→ **TAREA A**
Devuelve del texto sobre el museo de Orsay todo lo que va desde "Unas putas parisinas" hasta "esa concha urbana.", tal cual aparece.
→ **TAREA B**
Según el texto sobre el museo de Orsay, ¿por qué los trenes siguen resonando dentro del museo? Contéstalo en una a tres oraciones.
→ **TAREA C**
Escribe lo que viene a continuación del texto sobre el museo de Orsay, desde donde se queda.

→ **TEXTO**
Unas putas parisinas
Orsay tal vez sea la primera estación de trenes reconvertida en museo. Es un lugar magnífico y parece aun mejor cuando te enteras de que a punto estuvieron de echarlo abajo en los demoledores años del desarrollismo. Los trenes, además, continúan resonando allí dentro. Los de la línea Paris-Versailles, que siguen el borde derecho del río, rozan los muros exteriores del museo y su retumbancia hace las veces de mar de fondo dentro de esa concha urbana.
Tras dar la vuelta ritual por entre los Carpeaux y los Courbet de la planta baja y beberme un té entre señoras japonesas con la cara cubierta de polvo de arroz, entré en la exposición sobre la prostitución durante el periodo que cubre el museo, la segunda mitad del XIX y los inicios del XX.

Descripciones de zonas en lenguaje natural
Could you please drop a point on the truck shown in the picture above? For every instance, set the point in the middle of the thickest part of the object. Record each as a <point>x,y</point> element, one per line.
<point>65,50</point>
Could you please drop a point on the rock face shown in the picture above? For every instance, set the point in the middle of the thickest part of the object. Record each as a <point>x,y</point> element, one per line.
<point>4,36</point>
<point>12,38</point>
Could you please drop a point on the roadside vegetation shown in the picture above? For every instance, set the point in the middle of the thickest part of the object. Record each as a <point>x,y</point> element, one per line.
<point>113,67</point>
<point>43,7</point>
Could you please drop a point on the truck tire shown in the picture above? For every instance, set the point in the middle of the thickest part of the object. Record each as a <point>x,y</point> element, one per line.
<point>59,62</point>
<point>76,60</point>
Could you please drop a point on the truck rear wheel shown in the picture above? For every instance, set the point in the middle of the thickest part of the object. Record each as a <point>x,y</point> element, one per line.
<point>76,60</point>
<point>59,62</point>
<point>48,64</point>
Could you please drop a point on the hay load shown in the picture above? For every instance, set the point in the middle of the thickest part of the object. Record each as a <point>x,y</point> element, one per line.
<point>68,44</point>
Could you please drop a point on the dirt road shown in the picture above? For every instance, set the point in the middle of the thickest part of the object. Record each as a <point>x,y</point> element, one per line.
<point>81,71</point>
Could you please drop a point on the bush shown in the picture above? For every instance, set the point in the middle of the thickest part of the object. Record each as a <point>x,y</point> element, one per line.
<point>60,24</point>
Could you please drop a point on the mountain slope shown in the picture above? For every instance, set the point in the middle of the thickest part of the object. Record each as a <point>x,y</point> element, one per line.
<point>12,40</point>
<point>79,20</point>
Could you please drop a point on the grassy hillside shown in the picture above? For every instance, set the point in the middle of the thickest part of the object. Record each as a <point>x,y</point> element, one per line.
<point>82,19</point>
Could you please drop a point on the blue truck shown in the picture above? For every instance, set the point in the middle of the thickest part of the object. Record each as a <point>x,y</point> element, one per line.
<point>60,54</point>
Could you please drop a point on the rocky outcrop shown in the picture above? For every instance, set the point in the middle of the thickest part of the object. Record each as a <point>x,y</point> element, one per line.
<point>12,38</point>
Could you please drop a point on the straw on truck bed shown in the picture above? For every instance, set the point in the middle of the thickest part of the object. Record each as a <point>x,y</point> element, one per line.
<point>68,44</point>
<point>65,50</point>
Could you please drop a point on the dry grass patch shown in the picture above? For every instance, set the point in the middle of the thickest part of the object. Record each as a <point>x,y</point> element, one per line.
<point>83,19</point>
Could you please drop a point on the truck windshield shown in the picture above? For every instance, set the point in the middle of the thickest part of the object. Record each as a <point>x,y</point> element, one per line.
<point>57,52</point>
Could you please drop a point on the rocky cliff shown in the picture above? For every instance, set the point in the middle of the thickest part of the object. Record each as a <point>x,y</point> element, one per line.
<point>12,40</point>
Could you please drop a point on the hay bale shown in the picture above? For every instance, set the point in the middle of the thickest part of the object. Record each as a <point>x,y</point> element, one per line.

→ **RESPUESTA ESPERADA A**
Unas putas parisinas
Orsay tal vez sea la primera estación de trenes reconvertida en museo. Es un lugar magnífico y parece aun mejor cuando te enteras de que a punto estuvieron de echarlo abajo en los demoledores años del desarrollismo. Los trenes, además, continúan resonando allí dentro. Los de la línea Paris-Versailles, que siguen el borde derecho del río, rozan los muros exteriores del museo y su retumbancia hace las veces de mar de fondo dentro de esa concha urbana.

→ **RESPUESTA ESPERADA B**
Porque los trenes de la línea París-Versalles, que van por el borde derecho del río, pasan rozando los muros exteriores del museo. Su retumbo se oye dentro como un mar de fondo.

→ **RESPUESTA ESPERADA C**
La exhibición desconcertará a quien busque de entrada meretrices en posición favorable. Las primeras salas llevan por título «Ambigüedad» y, en efecto, las imágenes muestran señoras que no siempre tienen pinta de prostitutas y señores que no siempre parecen ser clientes. En Bruselas circulo a veces por la rue d'Aerschoot y me fijo en las caras de los transeúntes: algunos se comen a las eslavas con la mirada mientras que otros parecen ignorarlas. O tal vez practiquen el arte dragonesco del orgasmo para dentro.
En Orsay la primera coyunda, una tinta china de Degas, Sur le lit, asoma casi a la mitad del recorrido. A partir de ese momento, no tarda en surgir materia para mironcillos bajo la forma de fotos de vulvas acogedoras y falos enhiestos en la intimidad de los burdeles, de las maisons closes, cerradas en principio a la mirada exterior.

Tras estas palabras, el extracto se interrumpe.